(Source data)
□ □ □ □ □ □ □

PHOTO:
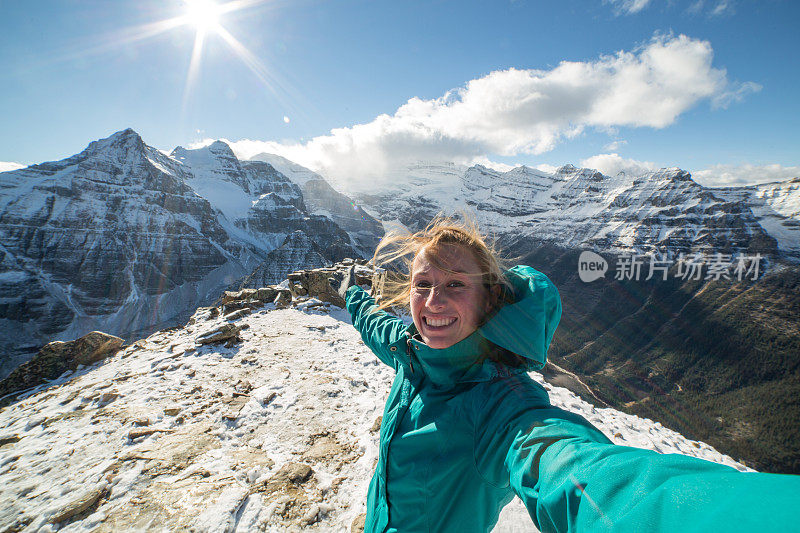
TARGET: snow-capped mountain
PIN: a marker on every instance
(663, 211)
(276, 432)
(123, 238)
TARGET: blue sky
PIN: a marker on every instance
(709, 86)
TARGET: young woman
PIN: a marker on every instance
(465, 428)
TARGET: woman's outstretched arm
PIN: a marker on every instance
(379, 329)
(572, 478)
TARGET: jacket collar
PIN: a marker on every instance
(464, 362)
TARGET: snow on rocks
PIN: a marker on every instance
(274, 432)
(59, 357)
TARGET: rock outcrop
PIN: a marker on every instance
(58, 357)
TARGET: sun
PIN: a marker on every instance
(203, 14)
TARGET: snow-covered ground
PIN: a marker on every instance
(233, 427)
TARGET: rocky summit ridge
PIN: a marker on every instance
(261, 413)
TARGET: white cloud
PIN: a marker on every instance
(613, 164)
(5, 166)
(743, 174)
(627, 7)
(723, 7)
(544, 167)
(511, 112)
(735, 94)
(719, 8)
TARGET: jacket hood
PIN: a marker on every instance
(526, 326)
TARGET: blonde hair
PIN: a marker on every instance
(397, 250)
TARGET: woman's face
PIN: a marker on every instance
(447, 307)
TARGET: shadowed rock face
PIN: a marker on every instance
(125, 239)
(58, 357)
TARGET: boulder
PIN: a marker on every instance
(283, 299)
(57, 357)
(219, 334)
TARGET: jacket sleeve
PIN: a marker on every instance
(378, 328)
(570, 477)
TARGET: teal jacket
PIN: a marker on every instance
(461, 435)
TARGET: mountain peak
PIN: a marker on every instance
(123, 141)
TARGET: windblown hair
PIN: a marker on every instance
(397, 250)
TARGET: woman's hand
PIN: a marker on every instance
(341, 281)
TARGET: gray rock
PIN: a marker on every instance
(58, 357)
(219, 334)
(79, 505)
(283, 299)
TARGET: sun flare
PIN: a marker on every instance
(203, 14)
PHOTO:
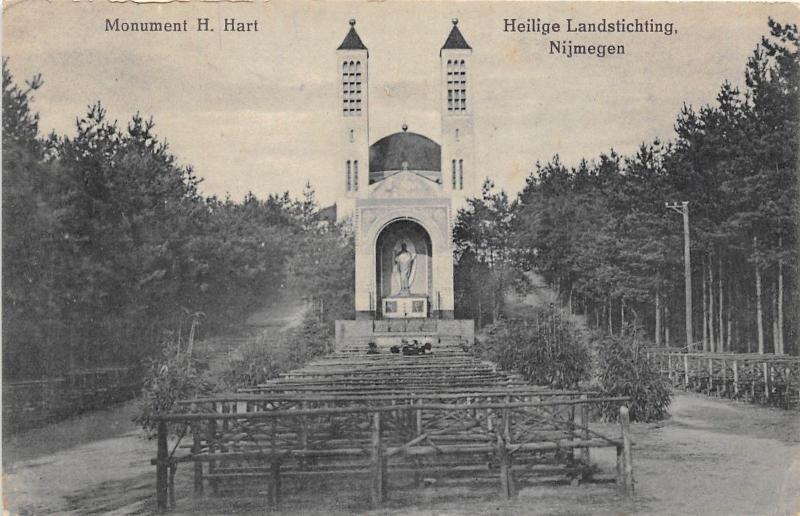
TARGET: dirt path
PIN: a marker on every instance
(714, 457)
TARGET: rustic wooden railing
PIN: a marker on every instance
(387, 416)
(449, 434)
(768, 379)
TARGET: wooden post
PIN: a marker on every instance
(418, 461)
(162, 456)
(275, 485)
(584, 411)
(173, 467)
(686, 371)
(710, 376)
(378, 472)
(626, 466)
(506, 480)
(212, 437)
(724, 376)
(198, 466)
(671, 373)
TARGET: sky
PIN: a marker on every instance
(258, 111)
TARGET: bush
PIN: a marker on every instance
(260, 361)
(624, 370)
(546, 349)
(176, 375)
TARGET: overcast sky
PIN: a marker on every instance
(258, 111)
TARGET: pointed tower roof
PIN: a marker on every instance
(352, 41)
(455, 40)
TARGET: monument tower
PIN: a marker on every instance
(401, 194)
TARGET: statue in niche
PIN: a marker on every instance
(404, 261)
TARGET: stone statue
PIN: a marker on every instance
(404, 265)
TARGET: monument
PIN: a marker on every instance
(401, 194)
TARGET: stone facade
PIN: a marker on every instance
(402, 191)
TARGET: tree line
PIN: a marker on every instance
(109, 247)
(601, 235)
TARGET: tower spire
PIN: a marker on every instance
(352, 41)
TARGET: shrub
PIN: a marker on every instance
(623, 370)
(546, 349)
(174, 376)
(260, 361)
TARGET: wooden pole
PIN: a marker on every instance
(627, 457)
(687, 272)
(378, 471)
(658, 318)
(686, 370)
(506, 480)
(275, 485)
(585, 458)
(162, 457)
(198, 466)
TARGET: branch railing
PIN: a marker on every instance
(761, 378)
(509, 436)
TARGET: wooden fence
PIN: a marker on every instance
(768, 379)
(389, 418)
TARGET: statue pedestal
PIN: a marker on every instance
(405, 307)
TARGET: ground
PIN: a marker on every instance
(710, 457)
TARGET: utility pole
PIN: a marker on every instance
(683, 208)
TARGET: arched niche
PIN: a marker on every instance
(389, 242)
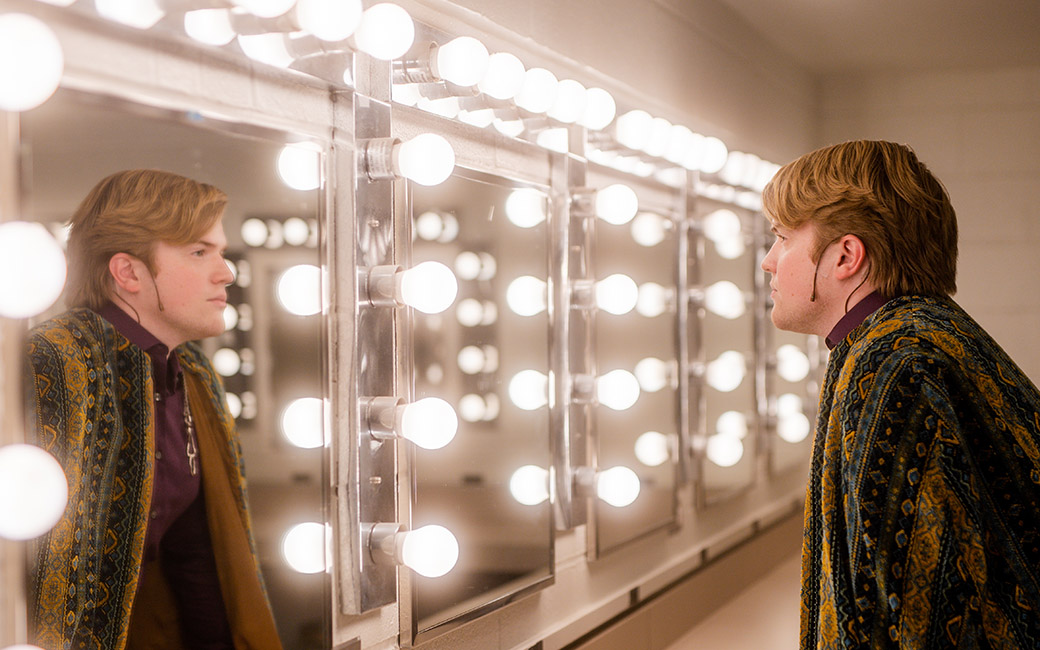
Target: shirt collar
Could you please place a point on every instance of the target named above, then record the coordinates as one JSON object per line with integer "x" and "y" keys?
{"x": 854, "y": 317}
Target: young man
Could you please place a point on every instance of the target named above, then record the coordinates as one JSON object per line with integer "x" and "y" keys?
{"x": 155, "y": 549}
{"x": 923, "y": 512}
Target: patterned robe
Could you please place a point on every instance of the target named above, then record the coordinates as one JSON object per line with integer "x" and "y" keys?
{"x": 923, "y": 514}
{"x": 92, "y": 408}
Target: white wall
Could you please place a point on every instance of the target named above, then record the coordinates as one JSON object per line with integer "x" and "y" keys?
{"x": 979, "y": 131}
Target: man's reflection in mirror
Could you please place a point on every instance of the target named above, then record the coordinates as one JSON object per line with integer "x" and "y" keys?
{"x": 155, "y": 548}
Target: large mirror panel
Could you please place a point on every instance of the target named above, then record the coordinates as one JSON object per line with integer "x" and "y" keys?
{"x": 270, "y": 354}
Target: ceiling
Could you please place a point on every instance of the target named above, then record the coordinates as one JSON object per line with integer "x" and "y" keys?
{"x": 846, "y": 35}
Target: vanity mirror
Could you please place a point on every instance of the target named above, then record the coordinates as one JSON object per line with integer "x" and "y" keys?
{"x": 270, "y": 354}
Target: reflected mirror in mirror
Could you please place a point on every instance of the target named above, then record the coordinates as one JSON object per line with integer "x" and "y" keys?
{"x": 270, "y": 354}
{"x": 488, "y": 357}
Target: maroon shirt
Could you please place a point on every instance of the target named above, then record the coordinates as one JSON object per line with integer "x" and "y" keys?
{"x": 177, "y": 528}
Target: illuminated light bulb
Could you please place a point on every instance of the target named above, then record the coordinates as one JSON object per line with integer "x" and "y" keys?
{"x": 793, "y": 427}
{"x": 33, "y": 269}
{"x": 570, "y": 103}
{"x": 526, "y": 207}
{"x": 504, "y": 77}
{"x": 724, "y": 450}
{"x": 304, "y": 547}
{"x": 329, "y": 20}
{"x": 649, "y": 229}
{"x": 430, "y": 287}
{"x": 529, "y": 390}
{"x": 227, "y": 362}
{"x": 427, "y": 159}
{"x": 462, "y": 61}
{"x": 726, "y": 372}
{"x": 618, "y": 390}
{"x": 600, "y": 109}
{"x": 527, "y": 295}
{"x": 653, "y": 448}
{"x": 725, "y": 299}
{"x": 652, "y": 373}
{"x": 209, "y": 26}
{"x": 386, "y": 31}
{"x": 652, "y": 301}
{"x": 539, "y": 91}
{"x": 431, "y": 422}
{"x": 31, "y": 62}
{"x": 617, "y": 294}
{"x": 616, "y": 204}
{"x": 713, "y": 156}
{"x": 793, "y": 365}
{"x": 303, "y": 422}
{"x": 431, "y": 551}
{"x": 529, "y": 485}
{"x": 33, "y": 492}
{"x": 300, "y": 289}
{"x": 299, "y": 165}
{"x": 633, "y": 129}
{"x": 618, "y": 486}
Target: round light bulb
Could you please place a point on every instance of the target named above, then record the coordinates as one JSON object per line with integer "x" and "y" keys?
{"x": 386, "y": 31}
{"x": 539, "y": 91}
{"x": 529, "y": 390}
{"x": 653, "y": 448}
{"x": 304, "y": 547}
{"x": 526, "y": 295}
{"x": 209, "y": 26}
{"x": 617, "y": 294}
{"x": 300, "y": 289}
{"x": 617, "y": 204}
{"x": 529, "y": 485}
{"x": 300, "y": 166}
{"x": 463, "y": 61}
{"x": 618, "y": 389}
{"x": 618, "y": 486}
{"x": 31, "y": 62}
{"x": 600, "y": 109}
{"x": 431, "y": 551}
{"x": 427, "y": 159}
{"x": 33, "y": 492}
{"x": 503, "y": 78}
{"x": 431, "y": 422}
{"x": 27, "y": 247}
{"x": 303, "y": 422}
{"x": 329, "y": 20}
{"x": 430, "y": 287}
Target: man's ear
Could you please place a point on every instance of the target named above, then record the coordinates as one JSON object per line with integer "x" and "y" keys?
{"x": 852, "y": 257}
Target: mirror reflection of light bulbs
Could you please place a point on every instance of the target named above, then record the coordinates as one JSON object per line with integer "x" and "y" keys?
{"x": 304, "y": 547}
{"x": 32, "y": 268}
{"x": 726, "y": 372}
{"x": 33, "y": 492}
{"x": 618, "y": 486}
{"x": 300, "y": 289}
{"x": 430, "y": 287}
{"x": 526, "y": 295}
{"x": 529, "y": 390}
{"x": 529, "y": 485}
{"x": 431, "y": 422}
{"x": 653, "y": 448}
{"x": 427, "y": 159}
{"x": 386, "y": 31}
{"x": 617, "y": 294}
{"x": 618, "y": 389}
{"x": 431, "y": 551}
{"x": 793, "y": 364}
{"x": 31, "y": 62}
{"x": 617, "y": 204}
{"x": 303, "y": 422}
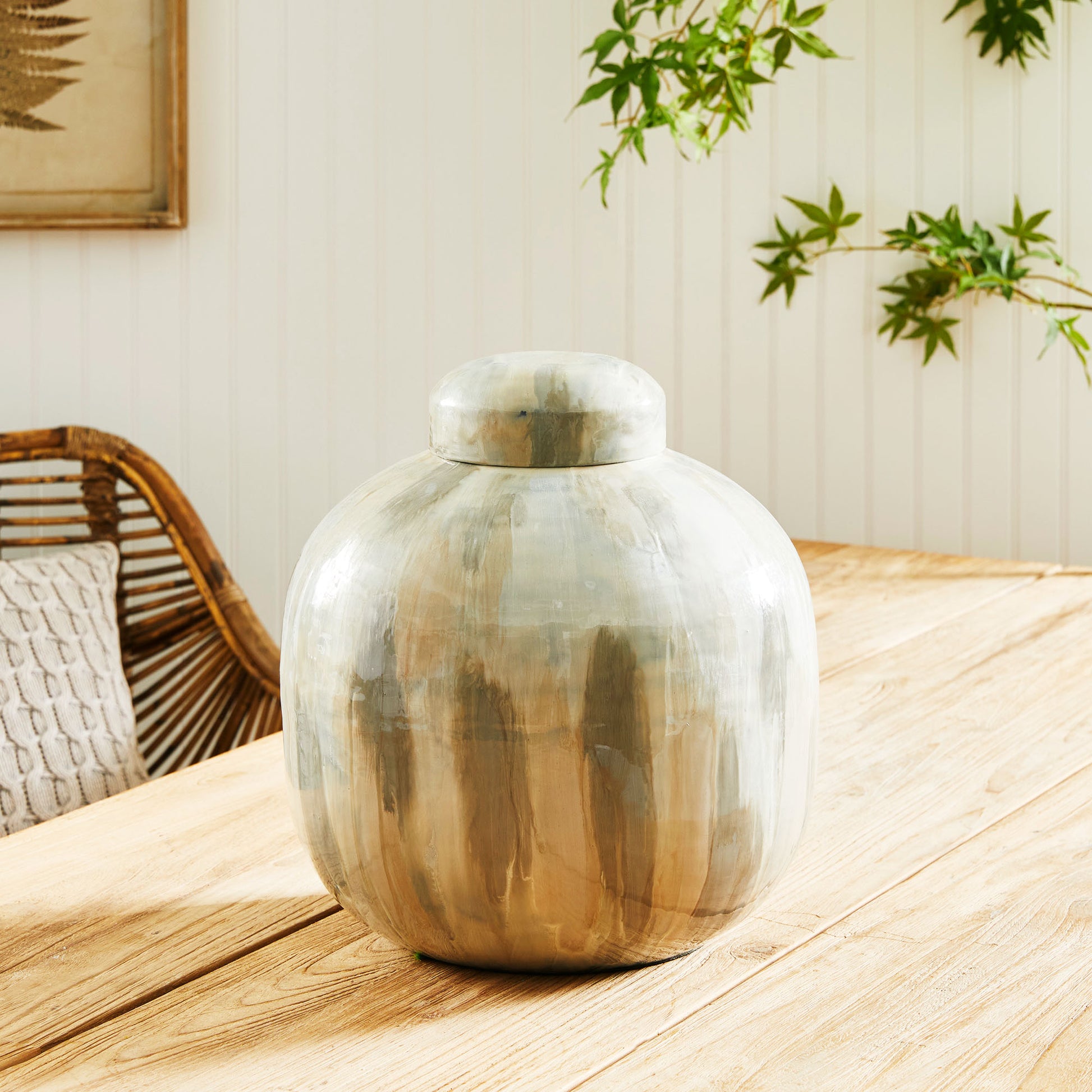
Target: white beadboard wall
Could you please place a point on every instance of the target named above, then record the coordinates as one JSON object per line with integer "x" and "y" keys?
{"x": 380, "y": 191}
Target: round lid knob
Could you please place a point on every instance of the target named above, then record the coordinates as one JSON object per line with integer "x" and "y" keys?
{"x": 547, "y": 410}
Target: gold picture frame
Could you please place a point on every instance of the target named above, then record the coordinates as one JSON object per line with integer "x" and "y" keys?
{"x": 93, "y": 114}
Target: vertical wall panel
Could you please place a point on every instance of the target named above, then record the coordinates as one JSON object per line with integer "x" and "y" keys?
{"x": 939, "y": 136}
{"x": 107, "y": 267}
{"x": 653, "y": 256}
{"x": 57, "y": 307}
{"x": 400, "y": 107}
{"x": 1038, "y": 450}
{"x": 309, "y": 384}
{"x": 993, "y": 359}
{"x": 210, "y": 384}
{"x": 749, "y": 214}
{"x": 450, "y": 201}
{"x": 18, "y": 365}
{"x": 845, "y": 337}
{"x": 893, "y": 171}
{"x": 502, "y": 176}
{"x": 601, "y": 234}
{"x": 1076, "y": 237}
{"x": 795, "y": 360}
{"x": 700, "y": 291}
{"x": 553, "y": 77}
{"x": 380, "y": 192}
{"x": 161, "y": 338}
{"x": 259, "y": 203}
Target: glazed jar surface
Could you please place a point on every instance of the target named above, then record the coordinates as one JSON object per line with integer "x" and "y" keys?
{"x": 550, "y": 690}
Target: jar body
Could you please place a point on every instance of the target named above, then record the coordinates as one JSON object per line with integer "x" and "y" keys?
{"x": 549, "y": 720}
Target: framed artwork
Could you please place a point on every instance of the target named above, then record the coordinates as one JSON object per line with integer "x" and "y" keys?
{"x": 92, "y": 114}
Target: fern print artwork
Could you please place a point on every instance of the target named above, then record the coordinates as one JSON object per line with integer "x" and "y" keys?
{"x": 30, "y": 69}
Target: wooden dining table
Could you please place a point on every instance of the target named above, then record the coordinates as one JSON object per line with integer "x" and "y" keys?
{"x": 933, "y": 932}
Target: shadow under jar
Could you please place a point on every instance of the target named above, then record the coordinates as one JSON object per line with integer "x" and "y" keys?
{"x": 550, "y": 690}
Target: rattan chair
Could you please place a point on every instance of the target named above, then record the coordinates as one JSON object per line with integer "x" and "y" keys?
{"x": 203, "y": 669}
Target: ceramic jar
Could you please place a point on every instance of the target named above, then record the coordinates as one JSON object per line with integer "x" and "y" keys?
{"x": 549, "y": 689}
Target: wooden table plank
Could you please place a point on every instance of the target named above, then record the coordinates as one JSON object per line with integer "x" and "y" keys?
{"x": 108, "y": 906}
{"x": 976, "y": 973}
{"x": 203, "y": 865}
{"x": 923, "y": 746}
{"x": 908, "y": 593}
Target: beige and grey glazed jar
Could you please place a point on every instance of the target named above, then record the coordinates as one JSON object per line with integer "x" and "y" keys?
{"x": 550, "y": 690}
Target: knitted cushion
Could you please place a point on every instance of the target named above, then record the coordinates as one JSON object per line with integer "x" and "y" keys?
{"x": 68, "y": 734}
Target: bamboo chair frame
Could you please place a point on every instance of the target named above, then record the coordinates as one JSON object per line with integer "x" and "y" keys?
{"x": 203, "y": 671}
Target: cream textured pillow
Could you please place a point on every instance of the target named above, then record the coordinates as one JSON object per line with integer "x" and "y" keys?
{"x": 68, "y": 733}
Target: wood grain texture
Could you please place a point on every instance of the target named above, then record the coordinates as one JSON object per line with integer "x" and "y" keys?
{"x": 975, "y": 973}
{"x": 869, "y": 600}
{"x": 930, "y": 744}
{"x": 120, "y": 901}
{"x": 113, "y": 968}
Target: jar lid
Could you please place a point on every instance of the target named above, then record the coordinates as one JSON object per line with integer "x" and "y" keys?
{"x": 547, "y": 410}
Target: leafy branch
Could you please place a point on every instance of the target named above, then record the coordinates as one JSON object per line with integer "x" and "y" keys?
{"x": 1015, "y": 26}
{"x": 955, "y": 261}
{"x": 691, "y": 76}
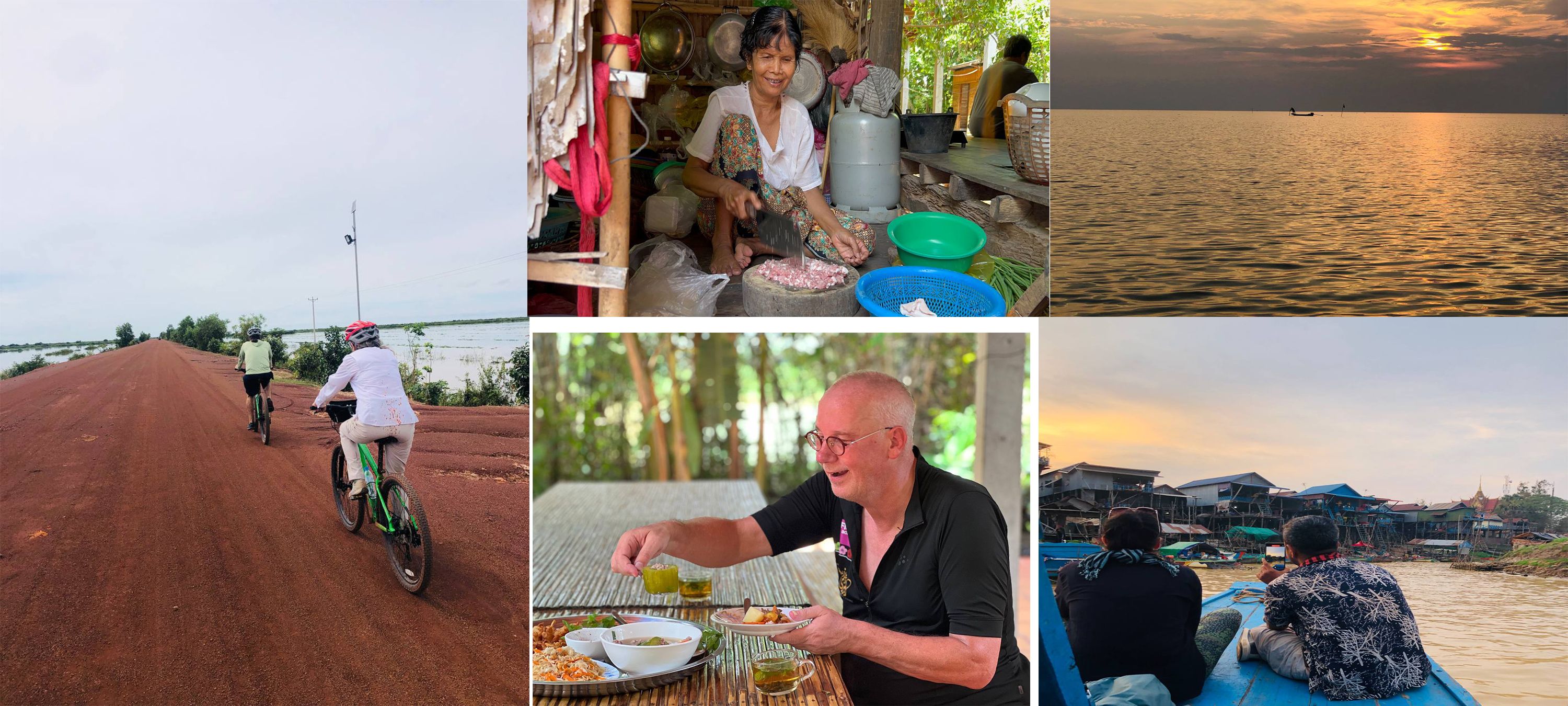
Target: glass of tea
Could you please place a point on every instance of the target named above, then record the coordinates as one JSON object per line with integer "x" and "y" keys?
{"x": 780, "y": 672}
{"x": 697, "y": 584}
{"x": 661, "y": 578}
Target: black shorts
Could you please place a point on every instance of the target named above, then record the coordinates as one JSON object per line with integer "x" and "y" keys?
{"x": 255, "y": 383}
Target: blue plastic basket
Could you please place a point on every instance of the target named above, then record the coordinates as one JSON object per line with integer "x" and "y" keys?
{"x": 949, "y": 294}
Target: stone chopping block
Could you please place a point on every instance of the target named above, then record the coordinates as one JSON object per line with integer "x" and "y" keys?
{"x": 763, "y": 297}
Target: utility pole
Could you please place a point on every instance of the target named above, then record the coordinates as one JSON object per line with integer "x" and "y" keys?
{"x": 353, "y": 239}
{"x": 313, "y": 319}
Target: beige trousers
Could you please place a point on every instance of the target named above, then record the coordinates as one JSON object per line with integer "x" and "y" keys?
{"x": 355, "y": 434}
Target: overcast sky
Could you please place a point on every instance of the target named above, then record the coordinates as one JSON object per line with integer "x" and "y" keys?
{"x": 1376, "y": 55}
{"x": 1404, "y": 408}
{"x": 170, "y": 159}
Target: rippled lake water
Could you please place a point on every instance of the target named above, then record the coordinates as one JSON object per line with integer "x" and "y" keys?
{"x": 1227, "y": 212}
{"x": 1504, "y": 637}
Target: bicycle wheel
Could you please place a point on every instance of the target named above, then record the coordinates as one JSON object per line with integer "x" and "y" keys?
{"x": 350, "y": 510}
{"x": 408, "y": 542}
{"x": 266, "y": 424}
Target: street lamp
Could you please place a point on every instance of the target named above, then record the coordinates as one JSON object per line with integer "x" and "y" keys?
{"x": 353, "y": 239}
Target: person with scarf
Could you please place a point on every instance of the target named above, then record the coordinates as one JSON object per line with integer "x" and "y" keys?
{"x": 1131, "y": 612}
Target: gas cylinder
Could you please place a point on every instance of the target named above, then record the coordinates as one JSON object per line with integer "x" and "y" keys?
{"x": 863, "y": 164}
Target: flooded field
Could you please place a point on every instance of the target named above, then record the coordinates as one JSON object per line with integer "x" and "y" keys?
{"x": 1504, "y": 637}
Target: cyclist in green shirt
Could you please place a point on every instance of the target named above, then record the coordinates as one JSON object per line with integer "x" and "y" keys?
{"x": 256, "y": 360}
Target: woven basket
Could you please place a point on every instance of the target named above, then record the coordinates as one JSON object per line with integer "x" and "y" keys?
{"x": 1029, "y": 137}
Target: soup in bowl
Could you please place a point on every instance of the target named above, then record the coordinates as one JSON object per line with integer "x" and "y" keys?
{"x": 648, "y": 647}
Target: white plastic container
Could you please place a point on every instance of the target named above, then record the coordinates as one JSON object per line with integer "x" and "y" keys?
{"x": 863, "y": 161}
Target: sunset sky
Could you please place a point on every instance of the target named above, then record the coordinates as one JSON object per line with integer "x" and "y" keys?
{"x": 1473, "y": 55}
{"x": 1404, "y": 408}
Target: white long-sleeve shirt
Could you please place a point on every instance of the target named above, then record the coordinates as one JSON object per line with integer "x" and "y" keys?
{"x": 377, "y": 386}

□ □ □ □ □ □ □

• **Objective**
Update the stretch from the line containing "Target: sunset sky" through the end of the material by replacing "white long-sleeve shirt" with "white button-down shirt", keeping everything else unchanged.

• **Response to the task**
Target: sunset sky
Could you please place a point on every instance of the target named above, then record the coordinates as one JSON object per line with integer "x" and "y" keys?
{"x": 1473, "y": 55}
{"x": 1404, "y": 408}
Target: white button-down shirt
Could you please place a point on every instance of the target named above, then record the coordinates as one JSON object per line with integer "x" and "y" keys?
{"x": 377, "y": 386}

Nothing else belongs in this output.